Source document:
Clarity: Yes. Most parts are easy to follow and the paper has a clear structure. See the weakness section for more comments.

Relation to Prior Work: Yes.

Reproducibility: Yes

Additional Feedback: Post-rebuttal feedback: I have read the author response and I think the authors have partially addressed my concerns, with a bit handwavy arguments. I hope the authors will address them in the next version in a more clear way. Overall, I choose to keep my original rating.

Review 3

Summary and Contributions: This paper introduces an approach for multiagent imitation learning (MAIL). The authors propose a new algorithm titled Bayesian Multi-type Mean Field Multi-agent Imitation Learning (BM3EIL), combining imitation learning with the multi-type mean field approximation approach of Subramanian et al., (2020). The authors introduce theoretical results establishing convergence guarantees of their approach in certain classes of games. Empirical evaluations are conducted in two domains (the first comparing Bayesian and non-Bayesian counterparts of the existing MA-DAAC algorithm, and the second comparing the proposed BM3EIL approach against several baselines). Please find my detailed comments below. For convenience, I have numbered the main points that I would appreciate the authors’ feedback on.

Strengths: In settings where access to an expert policy is available, imitation learning bears potential to have a significant impact on policy learning in multiagent settings. The approach, to my knowledge, is the first combining mean field theory, imitation learning, and attentional mechanisms into a single cohesive algorithm. The empirical results, albeit limited in scope, are promising in the sense that the proposed algorithm both improves final performance and reduces sample complexity of training.

Entries drawn from a collection:
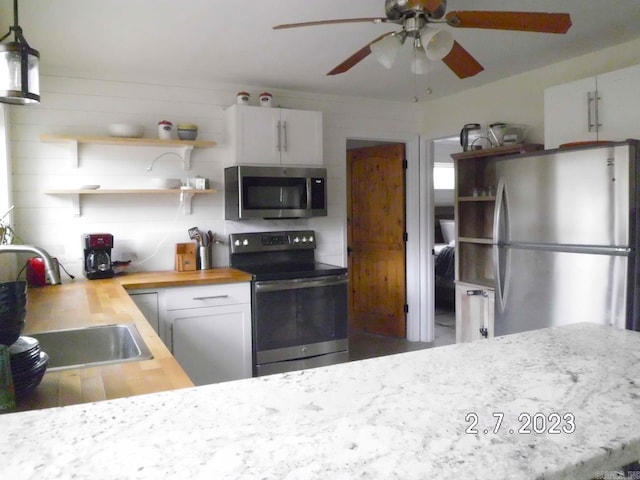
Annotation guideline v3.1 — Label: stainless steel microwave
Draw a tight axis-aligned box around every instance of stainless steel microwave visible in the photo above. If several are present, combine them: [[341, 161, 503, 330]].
[[224, 165, 327, 220]]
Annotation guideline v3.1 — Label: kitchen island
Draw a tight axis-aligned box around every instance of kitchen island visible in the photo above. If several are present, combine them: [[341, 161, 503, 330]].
[[0, 324, 640, 480], [13, 268, 251, 411]]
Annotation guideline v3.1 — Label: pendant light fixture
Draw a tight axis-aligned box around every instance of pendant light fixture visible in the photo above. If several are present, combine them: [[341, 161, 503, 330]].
[[0, 0, 40, 105]]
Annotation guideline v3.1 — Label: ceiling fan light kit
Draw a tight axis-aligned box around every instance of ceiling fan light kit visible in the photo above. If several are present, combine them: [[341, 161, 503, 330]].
[[421, 28, 453, 61], [370, 32, 407, 69], [410, 37, 429, 75], [0, 0, 40, 105], [273, 0, 571, 79]]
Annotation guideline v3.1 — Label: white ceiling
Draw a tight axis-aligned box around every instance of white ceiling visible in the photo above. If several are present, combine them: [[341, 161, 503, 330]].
[[0, 0, 640, 100]]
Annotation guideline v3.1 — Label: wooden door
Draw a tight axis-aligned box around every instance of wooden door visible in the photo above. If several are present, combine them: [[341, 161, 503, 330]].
[[347, 144, 406, 338]]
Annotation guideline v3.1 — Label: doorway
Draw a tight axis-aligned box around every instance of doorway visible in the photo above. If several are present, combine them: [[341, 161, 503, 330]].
[[347, 142, 407, 338]]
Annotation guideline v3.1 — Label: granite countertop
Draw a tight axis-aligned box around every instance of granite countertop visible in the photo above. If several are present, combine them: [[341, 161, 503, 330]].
[[13, 268, 251, 411], [0, 324, 640, 480]]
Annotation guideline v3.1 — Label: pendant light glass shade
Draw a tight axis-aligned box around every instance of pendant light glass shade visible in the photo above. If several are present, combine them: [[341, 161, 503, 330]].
[[0, 0, 40, 105], [369, 32, 407, 68]]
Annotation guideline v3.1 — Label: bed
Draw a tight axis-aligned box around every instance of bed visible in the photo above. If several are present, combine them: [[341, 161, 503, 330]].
[[434, 219, 456, 309]]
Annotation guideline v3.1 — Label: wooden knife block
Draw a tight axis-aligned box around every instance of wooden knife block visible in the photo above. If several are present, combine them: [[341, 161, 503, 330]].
[[175, 243, 196, 272]]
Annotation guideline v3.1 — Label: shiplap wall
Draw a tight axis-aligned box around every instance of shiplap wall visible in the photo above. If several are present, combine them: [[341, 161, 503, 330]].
[[10, 76, 419, 275]]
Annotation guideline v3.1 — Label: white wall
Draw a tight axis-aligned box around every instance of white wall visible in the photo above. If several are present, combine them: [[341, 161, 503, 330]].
[[10, 75, 418, 275], [421, 39, 640, 143]]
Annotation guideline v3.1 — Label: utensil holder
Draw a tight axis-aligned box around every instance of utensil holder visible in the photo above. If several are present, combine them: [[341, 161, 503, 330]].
[[175, 243, 196, 272], [198, 245, 211, 270]]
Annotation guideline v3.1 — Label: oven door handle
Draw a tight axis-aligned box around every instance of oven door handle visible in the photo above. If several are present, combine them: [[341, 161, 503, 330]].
[[255, 275, 349, 293]]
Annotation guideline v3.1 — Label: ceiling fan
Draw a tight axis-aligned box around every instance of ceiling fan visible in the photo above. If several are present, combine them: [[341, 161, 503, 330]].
[[273, 0, 571, 78]]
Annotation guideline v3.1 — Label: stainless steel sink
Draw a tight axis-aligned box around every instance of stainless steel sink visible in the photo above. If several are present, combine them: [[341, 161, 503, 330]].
[[28, 323, 153, 371]]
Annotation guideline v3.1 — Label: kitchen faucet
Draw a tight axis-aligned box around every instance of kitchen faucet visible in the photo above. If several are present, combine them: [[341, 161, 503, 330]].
[[0, 245, 62, 285]]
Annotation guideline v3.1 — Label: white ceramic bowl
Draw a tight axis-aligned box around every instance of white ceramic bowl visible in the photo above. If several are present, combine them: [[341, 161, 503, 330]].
[[109, 123, 144, 138], [151, 178, 182, 189]]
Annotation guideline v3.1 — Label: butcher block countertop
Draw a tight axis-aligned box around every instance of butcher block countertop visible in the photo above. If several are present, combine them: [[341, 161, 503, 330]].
[[13, 268, 251, 411], [0, 323, 640, 480]]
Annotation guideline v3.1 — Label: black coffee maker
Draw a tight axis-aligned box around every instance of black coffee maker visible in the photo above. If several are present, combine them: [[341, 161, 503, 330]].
[[82, 233, 114, 280]]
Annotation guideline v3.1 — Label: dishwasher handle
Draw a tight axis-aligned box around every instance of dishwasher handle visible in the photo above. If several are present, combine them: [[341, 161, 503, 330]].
[[255, 274, 349, 293]]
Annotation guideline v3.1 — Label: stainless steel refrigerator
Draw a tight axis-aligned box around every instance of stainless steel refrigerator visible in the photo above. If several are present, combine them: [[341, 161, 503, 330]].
[[492, 141, 640, 335]]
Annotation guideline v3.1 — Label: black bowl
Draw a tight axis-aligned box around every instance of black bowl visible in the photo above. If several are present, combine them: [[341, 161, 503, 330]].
[[0, 322, 24, 346]]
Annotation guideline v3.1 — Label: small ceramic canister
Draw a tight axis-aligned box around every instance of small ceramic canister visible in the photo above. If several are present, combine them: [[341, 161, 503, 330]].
[[158, 120, 173, 140], [260, 92, 273, 107], [236, 92, 251, 105]]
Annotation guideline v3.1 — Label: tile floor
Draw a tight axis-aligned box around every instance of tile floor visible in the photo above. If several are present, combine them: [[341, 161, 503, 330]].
[[349, 311, 456, 360]]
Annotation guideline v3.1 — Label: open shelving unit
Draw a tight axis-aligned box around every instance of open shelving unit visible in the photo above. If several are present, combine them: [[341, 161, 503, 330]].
[[40, 134, 217, 216], [40, 134, 216, 170], [451, 144, 543, 342], [44, 188, 217, 217]]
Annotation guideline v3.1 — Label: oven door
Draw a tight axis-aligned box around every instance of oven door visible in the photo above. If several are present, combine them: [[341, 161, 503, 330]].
[[252, 275, 348, 375]]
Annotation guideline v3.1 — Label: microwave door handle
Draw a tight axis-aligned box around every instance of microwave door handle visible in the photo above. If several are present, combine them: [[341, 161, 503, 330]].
[[282, 120, 289, 152], [276, 120, 282, 152]]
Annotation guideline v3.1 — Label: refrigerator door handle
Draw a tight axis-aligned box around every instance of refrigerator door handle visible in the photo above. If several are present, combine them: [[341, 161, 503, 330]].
[[493, 177, 509, 312]]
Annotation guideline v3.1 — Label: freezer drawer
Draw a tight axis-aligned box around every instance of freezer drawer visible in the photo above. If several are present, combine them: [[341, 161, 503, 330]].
[[494, 246, 629, 336]]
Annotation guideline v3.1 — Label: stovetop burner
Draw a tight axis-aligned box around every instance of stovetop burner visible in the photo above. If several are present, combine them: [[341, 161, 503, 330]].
[[229, 230, 347, 281]]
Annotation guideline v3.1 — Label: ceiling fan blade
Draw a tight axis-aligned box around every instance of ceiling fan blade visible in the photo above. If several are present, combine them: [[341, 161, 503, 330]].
[[446, 10, 571, 33], [273, 17, 389, 30], [442, 41, 484, 78], [327, 32, 394, 75]]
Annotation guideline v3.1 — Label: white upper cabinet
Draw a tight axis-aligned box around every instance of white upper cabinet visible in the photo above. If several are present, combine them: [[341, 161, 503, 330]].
[[225, 105, 323, 165], [544, 65, 640, 149]]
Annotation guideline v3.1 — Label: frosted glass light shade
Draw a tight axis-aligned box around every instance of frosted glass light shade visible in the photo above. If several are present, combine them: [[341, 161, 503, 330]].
[[420, 28, 453, 60], [411, 39, 429, 75], [369, 32, 406, 68], [0, 42, 40, 105]]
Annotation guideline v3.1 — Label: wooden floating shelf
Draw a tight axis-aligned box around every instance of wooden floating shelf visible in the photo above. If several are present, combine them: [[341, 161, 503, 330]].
[[44, 188, 217, 195], [451, 143, 544, 160], [40, 133, 216, 170], [44, 188, 217, 217], [40, 133, 216, 148], [458, 237, 493, 245], [458, 195, 496, 202]]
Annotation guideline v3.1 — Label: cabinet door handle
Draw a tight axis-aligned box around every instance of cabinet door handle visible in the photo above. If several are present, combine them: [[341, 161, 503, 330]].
[[587, 92, 595, 132], [193, 295, 229, 300], [587, 90, 602, 132], [276, 120, 282, 152], [593, 90, 602, 132], [282, 120, 288, 152], [467, 290, 489, 297]]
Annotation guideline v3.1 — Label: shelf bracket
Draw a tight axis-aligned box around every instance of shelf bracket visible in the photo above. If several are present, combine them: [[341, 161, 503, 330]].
[[182, 145, 193, 172], [68, 140, 80, 168], [69, 193, 82, 217], [180, 190, 193, 217]]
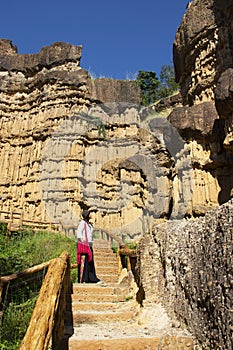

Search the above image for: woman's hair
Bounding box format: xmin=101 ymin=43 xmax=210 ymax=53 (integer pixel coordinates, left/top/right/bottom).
xmin=82 ymin=210 xmax=90 ymax=221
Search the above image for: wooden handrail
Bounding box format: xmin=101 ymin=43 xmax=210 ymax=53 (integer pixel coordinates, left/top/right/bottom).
xmin=94 ymin=227 xmax=127 ymax=248
xmin=19 ymin=252 xmax=70 ymax=350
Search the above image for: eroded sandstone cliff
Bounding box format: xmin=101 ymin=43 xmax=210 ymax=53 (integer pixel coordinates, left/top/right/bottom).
xmin=137 ymin=200 xmax=233 ymax=350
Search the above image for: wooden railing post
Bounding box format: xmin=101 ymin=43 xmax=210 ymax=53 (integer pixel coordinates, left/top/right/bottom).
xmin=19 ymin=252 xmax=70 ymax=350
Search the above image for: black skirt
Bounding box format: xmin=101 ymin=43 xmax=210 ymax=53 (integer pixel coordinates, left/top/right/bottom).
xmin=78 ymin=247 xmax=100 ymax=283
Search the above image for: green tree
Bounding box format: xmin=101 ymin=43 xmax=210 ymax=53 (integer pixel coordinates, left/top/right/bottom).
xmin=136 ymin=64 xmax=179 ymax=106
xmin=159 ymin=64 xmax=179 ymax=98
xmin=137 ymin=70 xmax=159 ymax=106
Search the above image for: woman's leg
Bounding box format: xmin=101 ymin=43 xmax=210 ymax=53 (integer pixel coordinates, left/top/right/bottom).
xmin=82 ymin=247 xmax=100 ymax=283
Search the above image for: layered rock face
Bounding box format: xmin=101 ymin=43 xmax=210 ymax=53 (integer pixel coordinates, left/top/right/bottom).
xmin=169 ymin=0 xmax=233 ymax=215
xmin=137 ymin=0 xmax=233 ymax=350
xmin=0 ymin=39 xmax=144 ymax=234
xmin=137 ymin=200 xmax=233 ymax=350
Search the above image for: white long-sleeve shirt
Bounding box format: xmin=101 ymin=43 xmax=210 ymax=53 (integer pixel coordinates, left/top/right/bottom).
xmin=77 ymin=220 xmax=93 ymax=243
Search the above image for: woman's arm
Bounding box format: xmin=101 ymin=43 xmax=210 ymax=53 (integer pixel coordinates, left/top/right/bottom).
xmin=77 ymin=220 xmax=84 ymax=241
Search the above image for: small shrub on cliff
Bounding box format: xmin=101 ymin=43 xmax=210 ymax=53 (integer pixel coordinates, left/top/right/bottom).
xmin=136 ymin=65 xmax=179 ymax=106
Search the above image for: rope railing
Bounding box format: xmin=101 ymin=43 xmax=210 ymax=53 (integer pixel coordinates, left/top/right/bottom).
xmin=19 ymin=252 xmax=70 ymax=350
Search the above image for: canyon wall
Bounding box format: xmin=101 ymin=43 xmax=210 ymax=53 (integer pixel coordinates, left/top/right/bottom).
xmin=137 ymin=200 xmax=233 ymax=350
xmin=0 ymin=1 xmax=233 ymax=240
xmin=137 ymin=0 xmax=233 ymax=350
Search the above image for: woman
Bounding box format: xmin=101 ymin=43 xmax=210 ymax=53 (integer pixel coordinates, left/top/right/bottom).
xmin=77 ymin=210 xmax=102 ymax=283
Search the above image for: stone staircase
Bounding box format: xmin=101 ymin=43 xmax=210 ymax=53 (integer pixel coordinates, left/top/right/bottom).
xmin=62 ymin=240 xmax=194 ymax=350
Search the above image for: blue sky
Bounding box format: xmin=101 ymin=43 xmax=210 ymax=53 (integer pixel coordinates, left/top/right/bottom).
xmin=0 ymin=0 xmax=188 ymax=79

Task directions: Duplicate the passage of the review that begins at the words containing "Reproducibility: Yes" and stops after "my original rating.". The rows are not needed for anything here.

Solved exercise:
Reproducibility: Yes

Additional Feedback: Post-rebuttal feedback: I have read the author response and I think the authors have partially addressed my concerns, with a bit handwavy arguments. I hope the authors will address them in the next version in a more clear way. Overall, I choose to keep my original rating.